### Your goal
Copy out every one of the rows below verbatim, leaving the pictures out.

>> Start Entries

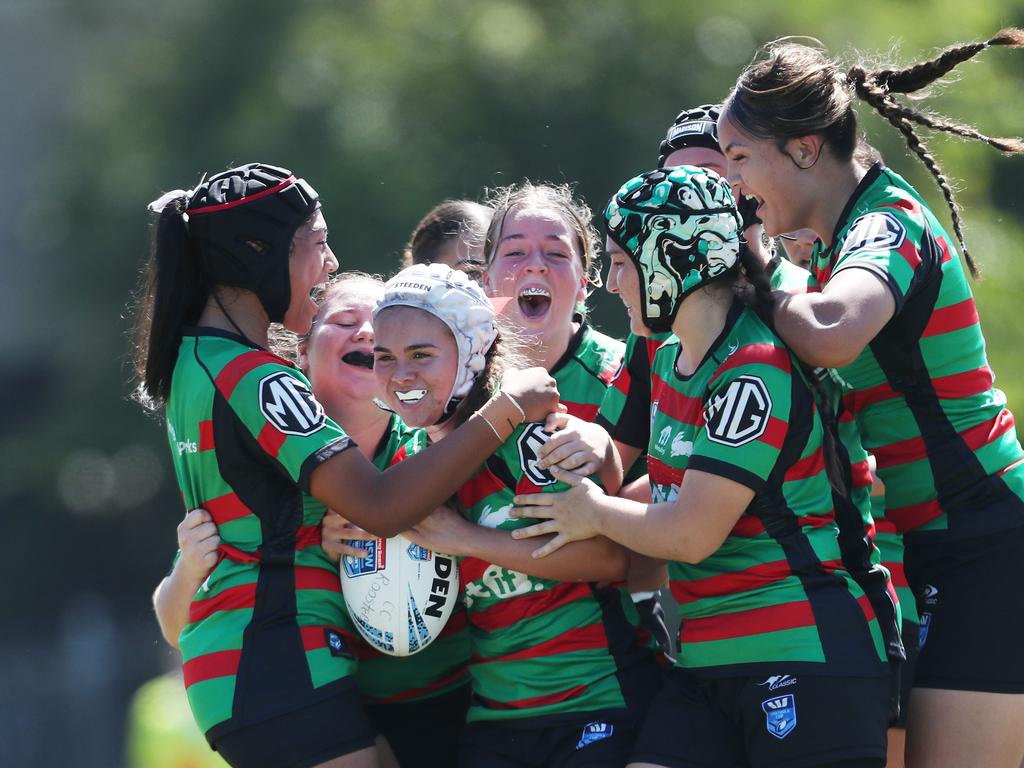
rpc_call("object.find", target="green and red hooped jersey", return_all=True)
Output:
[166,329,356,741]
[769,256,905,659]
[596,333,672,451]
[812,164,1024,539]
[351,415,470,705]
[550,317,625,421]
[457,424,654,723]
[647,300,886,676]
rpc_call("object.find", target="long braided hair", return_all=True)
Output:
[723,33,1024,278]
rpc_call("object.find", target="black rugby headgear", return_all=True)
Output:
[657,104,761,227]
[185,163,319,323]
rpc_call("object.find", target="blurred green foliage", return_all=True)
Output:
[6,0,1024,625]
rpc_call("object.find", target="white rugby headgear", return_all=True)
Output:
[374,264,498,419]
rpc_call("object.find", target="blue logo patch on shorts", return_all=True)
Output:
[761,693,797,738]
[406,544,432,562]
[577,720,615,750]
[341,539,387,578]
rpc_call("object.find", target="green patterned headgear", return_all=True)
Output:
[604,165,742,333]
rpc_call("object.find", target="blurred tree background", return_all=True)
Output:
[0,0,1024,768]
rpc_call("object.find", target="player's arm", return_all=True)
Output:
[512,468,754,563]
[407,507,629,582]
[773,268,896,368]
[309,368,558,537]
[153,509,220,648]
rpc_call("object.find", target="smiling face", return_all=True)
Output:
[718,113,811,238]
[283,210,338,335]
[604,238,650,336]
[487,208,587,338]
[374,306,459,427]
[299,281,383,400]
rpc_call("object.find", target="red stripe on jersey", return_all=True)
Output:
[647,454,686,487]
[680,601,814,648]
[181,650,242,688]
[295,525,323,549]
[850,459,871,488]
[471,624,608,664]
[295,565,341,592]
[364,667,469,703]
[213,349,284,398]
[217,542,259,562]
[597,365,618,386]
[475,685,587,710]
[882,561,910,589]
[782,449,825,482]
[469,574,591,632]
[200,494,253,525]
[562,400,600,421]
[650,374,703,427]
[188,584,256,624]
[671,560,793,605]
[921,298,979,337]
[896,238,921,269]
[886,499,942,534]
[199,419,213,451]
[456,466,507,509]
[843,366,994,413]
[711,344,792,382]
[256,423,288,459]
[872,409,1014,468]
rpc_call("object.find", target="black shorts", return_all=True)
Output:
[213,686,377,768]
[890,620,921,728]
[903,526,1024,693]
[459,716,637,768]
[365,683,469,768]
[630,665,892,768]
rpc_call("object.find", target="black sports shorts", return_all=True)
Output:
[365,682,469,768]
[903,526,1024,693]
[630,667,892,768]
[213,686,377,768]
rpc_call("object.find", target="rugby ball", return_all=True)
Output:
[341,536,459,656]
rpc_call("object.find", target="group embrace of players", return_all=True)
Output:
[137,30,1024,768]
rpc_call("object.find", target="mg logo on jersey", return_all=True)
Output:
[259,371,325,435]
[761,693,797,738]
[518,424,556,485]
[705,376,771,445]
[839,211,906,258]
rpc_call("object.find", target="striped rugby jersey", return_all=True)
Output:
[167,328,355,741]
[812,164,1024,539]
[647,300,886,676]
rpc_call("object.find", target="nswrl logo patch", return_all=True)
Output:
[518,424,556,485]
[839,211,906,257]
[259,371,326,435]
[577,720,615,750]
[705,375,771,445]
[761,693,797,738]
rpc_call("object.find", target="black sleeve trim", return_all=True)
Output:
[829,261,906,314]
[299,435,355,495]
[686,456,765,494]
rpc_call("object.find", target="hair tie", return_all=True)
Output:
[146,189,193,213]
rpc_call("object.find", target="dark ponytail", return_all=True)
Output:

>> End Entries

### Right answer
rpc_call("object.find", target="green and red hooped jersey", return_all=True)
Output:
[166,329,356,741]
[769,256,905,659]
[596,333,672,451]
[812,164,1024,539]
[351,415,470,705]
[550,317,625,421]
[457,424,654,723]
[647,300,886,676]
rpc_call("object.find", target="long braided hair", return_all=True)
Output:
[723,33,1024,278]
rpc_call("object.find", target="black rugby headgear", return_all=True)
Output:
[657,104,761,227]
[185,163,319,323]
rpc_call("object.find", target="blurred green foliage", return_all=True)
Output:
[6,0,1024,625]
rpc_call("object.find", target="white rugby headgear", return_all=True)
Output:
[374,264,498,419]
rpc_call("object.find", target="blue logo patch on shorts", return_all=True)
Output:
[761,693,797,738]
[406,544,432,562]
[577,720,615,750]
[341,539,387,578]
rpc_call("object.find", target="green patterned headgear", return_all=True)
Output:
[604,165,742,333]
rpc_call("object.find", target="blurred tree background", return_all=True)
Output:
[0,0,1024,768]
rpc_call("object.find", target="player's arm", return_all=True)
Output:
[512,468,754,563]
[407,507,629,582]
[773,268,896,368]
[309,368,558,537]
[153,509,220,648]
rpc_call("object.find", target="smiling face", return_all=True)
Output:
[718,113,811,238]
[283,210,338,335]
[604,238,650,336]
[487,208,587,338]
[374,306,459,427]
[299,281,383,400]
rpc_call("object.find", target="red stripe on jersey", return_all=True)
Output:
[647,454,686,487]
[680,601,814,648]
[181,650,242,688]
[295,525,323,549]
[850,459,871,488]
[471,624,608,664]
[295,565,341,592]
[364,667,469,703]
[213,349,284,398]
[217,542,259,562]
[597,365,618,386]
[475,685,587,710]
[882,561,910,589]
[782,449,825,482]
[469,574,591,632]
[200,494,253,525]
[562,400,600,421]
[650,374,703,427]
[188,584,256,624]
[671,560,793,605]
[921,298,979,337]
[896,238,921,269]
[886,499,942,534]
[199,419,213,451]
[456,466,507,509]
[843,366,994,413]
[711,344,792,382]
[256,423,288,459]
[872,409,1014,468]
rpc_call("object.find", target="black shorts", return_all=True)
Output:
[213,686,377,768]
[890,620,921,728]
[903,526,1024,693]
[459,716,637,768]
[365,683,469,768]
[630,665,892,768]
rpc_call("object.find", target="black sports shorts", return_all=True)
Output:
[365,682,469,768]
[903,526,1024,693]
[630,667,892,768]
[213,686,377,768]
rpc_call("object.find", target="rugby ball", return_all=True)
Output:
[341,536,459,656]
rpc_call("object.find", target="group embrace of players", return_all=True)
Output:
[137,30,1024,768]
rpc_call("object.find", target="mg logo on jersey", return_all=True)
Output:
[259,371,325,435]
[761,693,797,738]
[518,424,556,485]
[705,376,771,445]
[839,211,906,258]
rpc_call("object.find", target="striped rugby jersey", return_all=True)
Output:
[167,328,355,741]
[812,164,1024,539]
[647,300,886,676]
rpc_call("object.find", target="nswrl logo patch", return_all=True)
Output:
[518,424,556,485]
[839,211,906,257]
[259,371,326,435]
[577,720,615,750]
[705,375,771,445]
[761,693,797,738]
rpc_call("object.find", target="black sleeve trim", return_all=True)
Output:
[829,261,906,314]
[299,435,355,495]
[686,456,765,494]
rpc_call("object.find", target="hair tie", return_all=True)
Output:
[146,189,193,213]
rpc_call("object.find", target="dark ponytail", return_all=True)
Output:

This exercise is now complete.